----- Data for the task -----
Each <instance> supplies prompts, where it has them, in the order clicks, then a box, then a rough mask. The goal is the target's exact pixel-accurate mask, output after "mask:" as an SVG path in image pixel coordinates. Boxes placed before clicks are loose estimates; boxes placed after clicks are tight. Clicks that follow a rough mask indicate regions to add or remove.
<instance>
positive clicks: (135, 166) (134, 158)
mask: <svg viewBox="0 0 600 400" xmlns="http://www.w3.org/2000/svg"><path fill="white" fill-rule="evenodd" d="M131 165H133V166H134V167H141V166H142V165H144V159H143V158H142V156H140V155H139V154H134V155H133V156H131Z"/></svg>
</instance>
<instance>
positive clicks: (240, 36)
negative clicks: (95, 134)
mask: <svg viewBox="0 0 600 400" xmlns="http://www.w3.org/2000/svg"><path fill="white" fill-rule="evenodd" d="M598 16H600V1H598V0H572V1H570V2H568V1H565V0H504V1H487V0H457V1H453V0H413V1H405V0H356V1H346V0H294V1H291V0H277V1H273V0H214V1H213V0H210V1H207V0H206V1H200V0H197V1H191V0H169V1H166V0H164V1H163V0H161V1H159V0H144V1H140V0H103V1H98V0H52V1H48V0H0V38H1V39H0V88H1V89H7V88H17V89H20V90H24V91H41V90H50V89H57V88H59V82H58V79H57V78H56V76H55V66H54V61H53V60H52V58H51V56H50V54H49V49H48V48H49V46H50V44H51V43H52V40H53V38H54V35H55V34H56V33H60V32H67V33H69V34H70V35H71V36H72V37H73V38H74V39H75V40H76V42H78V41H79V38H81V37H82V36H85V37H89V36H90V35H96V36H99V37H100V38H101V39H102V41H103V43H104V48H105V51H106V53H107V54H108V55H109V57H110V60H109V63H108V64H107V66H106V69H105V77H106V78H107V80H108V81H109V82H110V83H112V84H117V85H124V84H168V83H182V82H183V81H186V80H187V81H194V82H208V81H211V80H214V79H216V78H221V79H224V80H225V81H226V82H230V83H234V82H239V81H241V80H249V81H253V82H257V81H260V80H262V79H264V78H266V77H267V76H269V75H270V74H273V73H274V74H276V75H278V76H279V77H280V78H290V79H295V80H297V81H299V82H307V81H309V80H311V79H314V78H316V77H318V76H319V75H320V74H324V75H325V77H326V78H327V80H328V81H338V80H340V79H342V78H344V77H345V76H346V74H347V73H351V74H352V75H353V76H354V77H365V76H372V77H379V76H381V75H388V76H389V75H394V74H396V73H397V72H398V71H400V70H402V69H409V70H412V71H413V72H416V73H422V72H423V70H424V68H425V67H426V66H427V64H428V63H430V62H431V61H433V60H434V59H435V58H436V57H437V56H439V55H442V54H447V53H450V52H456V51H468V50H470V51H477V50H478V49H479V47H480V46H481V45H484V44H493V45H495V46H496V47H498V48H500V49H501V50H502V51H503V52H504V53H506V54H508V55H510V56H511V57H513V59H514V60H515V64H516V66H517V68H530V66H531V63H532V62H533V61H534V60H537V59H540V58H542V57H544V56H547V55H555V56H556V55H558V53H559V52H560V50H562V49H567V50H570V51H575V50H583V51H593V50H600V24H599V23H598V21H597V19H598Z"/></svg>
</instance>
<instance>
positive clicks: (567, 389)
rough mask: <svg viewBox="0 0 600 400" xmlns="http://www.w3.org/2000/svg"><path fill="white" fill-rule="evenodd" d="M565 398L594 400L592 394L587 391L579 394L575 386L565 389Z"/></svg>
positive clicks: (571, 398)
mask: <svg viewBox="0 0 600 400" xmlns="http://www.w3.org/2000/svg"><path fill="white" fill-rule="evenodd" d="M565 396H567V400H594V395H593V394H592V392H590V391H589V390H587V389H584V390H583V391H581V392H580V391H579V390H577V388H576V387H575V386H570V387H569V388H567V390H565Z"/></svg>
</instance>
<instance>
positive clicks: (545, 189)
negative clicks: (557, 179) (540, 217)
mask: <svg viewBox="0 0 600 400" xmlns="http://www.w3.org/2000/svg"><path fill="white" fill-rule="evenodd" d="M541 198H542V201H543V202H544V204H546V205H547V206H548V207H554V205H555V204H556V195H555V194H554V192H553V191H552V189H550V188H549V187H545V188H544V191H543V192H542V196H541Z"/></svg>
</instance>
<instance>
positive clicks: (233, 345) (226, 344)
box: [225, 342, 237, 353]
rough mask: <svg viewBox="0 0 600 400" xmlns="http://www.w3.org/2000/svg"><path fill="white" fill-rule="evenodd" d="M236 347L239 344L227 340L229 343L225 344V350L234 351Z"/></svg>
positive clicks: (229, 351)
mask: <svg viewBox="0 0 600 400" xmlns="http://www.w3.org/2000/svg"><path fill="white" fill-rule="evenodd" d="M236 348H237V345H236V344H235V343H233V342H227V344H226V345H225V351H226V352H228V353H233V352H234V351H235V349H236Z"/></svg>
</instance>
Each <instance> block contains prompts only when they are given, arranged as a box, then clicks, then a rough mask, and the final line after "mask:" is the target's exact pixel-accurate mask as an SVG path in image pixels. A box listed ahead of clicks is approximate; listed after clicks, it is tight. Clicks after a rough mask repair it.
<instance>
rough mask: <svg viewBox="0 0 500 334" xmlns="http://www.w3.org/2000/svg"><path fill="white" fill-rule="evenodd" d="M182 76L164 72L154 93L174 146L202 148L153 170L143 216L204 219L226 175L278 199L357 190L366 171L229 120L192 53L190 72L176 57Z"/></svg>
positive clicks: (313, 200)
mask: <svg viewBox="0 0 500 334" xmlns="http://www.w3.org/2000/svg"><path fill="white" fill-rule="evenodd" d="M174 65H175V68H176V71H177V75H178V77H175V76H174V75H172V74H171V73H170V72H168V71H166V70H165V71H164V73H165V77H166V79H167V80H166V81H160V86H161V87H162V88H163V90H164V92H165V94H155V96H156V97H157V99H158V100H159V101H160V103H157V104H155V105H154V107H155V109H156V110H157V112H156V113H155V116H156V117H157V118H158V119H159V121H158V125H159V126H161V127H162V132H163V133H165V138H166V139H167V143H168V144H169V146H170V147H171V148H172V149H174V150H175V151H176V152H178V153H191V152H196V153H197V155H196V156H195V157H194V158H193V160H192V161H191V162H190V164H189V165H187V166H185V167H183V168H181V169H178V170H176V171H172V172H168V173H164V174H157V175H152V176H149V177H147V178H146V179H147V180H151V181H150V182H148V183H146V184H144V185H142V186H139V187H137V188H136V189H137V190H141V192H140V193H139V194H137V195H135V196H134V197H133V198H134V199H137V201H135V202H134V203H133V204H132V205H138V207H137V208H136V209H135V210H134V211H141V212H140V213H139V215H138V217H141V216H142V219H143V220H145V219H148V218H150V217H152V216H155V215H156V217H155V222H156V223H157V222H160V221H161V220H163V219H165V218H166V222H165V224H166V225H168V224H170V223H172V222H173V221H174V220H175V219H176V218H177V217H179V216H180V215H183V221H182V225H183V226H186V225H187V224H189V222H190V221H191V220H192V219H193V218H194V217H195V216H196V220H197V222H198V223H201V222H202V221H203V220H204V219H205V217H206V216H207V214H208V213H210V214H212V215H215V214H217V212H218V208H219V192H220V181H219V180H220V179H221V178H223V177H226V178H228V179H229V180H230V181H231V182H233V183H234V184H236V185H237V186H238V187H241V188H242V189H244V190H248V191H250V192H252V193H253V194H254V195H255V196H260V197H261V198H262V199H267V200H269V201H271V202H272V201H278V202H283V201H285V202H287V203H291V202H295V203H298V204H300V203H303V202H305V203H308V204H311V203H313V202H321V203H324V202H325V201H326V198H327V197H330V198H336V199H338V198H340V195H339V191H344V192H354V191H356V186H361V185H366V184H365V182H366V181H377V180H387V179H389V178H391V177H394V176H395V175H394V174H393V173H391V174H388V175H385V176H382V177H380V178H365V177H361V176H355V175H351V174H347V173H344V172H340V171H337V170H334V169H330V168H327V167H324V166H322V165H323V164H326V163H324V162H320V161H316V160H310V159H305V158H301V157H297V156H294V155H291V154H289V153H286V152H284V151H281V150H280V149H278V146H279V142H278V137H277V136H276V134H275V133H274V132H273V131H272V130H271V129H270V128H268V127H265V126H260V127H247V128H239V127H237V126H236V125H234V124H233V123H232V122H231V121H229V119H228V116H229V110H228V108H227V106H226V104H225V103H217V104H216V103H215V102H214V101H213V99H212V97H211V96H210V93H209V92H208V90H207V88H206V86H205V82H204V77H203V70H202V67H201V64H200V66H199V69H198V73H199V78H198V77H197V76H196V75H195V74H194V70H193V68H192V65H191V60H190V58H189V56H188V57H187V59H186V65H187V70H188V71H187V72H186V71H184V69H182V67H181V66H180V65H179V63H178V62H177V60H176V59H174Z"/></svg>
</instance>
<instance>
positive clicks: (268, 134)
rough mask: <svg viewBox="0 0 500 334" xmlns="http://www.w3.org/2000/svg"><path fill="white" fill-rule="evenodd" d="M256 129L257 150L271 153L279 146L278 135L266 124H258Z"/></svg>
-----
*Exercise directions*
Would you please copy exactly the part of the entries above that begins at the line containing "positive clicks: (545, 189)" and ends at the line containing "76L164 72L154 93L174", both lines included?

*Problem solution*
positive clicks: (545, 189)
negative clicks: (557, 179) (540, 217)
mask: <svg viewBox="0 0 600 400" xmlns="http://www.w3.org/2000/svg"><path fill="white" fill-rule="evenodd" d="M541 198H542V201H543V202H544V204H546V205H547V206H548V207H554V205H555V204H556V195H555V194H554V192H553V191H552V189H550V188H549V187H545V188H544V191H543V192H542V196H541Z"/></svg>
</instance>
<instance>
positive clicks: (233, 345) (226, 344)
box: [225, 342, 237, 353]
rough mask: <svg viewBox="0 0 600 400" xmlns="http://www.w3.org/2000/svg"><path fill="white" fill-rule="evenodd" d="M236 347L239 344L227 340L229 343L225 344V350L234 351Z"/></svg>
positive clicks: (229, 351)
mask: <svg viewBox="0 0 600 400" xmlns="http://www.w3.org/2000/svg"><path fill="white" fill-rule="evenodd" d="M236 348H237V345H236V344H235V343H233V342H227V344H226V345H225V351H226V352H228V353H233V352H234V351H235V349H236Z"/></svg>
</instance>
Each <instance> block contains prompts only when they are given, arranged as a box, then clicks, then a rough mask, and the final line after "mask:" is the target's exact pixel-accurate mask as an SVG path in image pixels. A box listed ahead of clicks is approximate; listed after clicks, it is tight. Clicks after a rough mask repair it.
<instance>
rough mask: <svg viewBox="0 0 500 334" xmlns="http://www.w3.org/2000/svg"><path fill="white" fill-rule="evenodd" d="M182 76L164 72L154 93L174 146L202 148L153 170L143 216L204 219L226 175L278 199L357 190L366 171L229 120L192 53L190 72L176 57Z"/></svg>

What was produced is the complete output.